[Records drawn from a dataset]
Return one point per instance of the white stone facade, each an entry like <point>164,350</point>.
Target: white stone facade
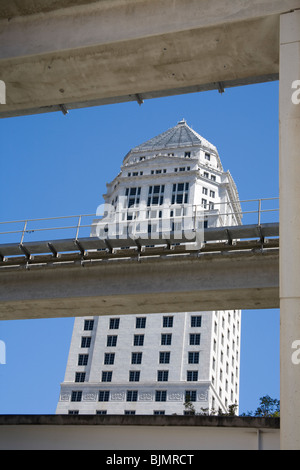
<point>150,364</point>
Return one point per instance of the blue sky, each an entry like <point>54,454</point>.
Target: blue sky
<point>55,165</point>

### Problem statement
Once you have counted every line above that contains the string "Return", give that number and nothing more.

### Answer box
2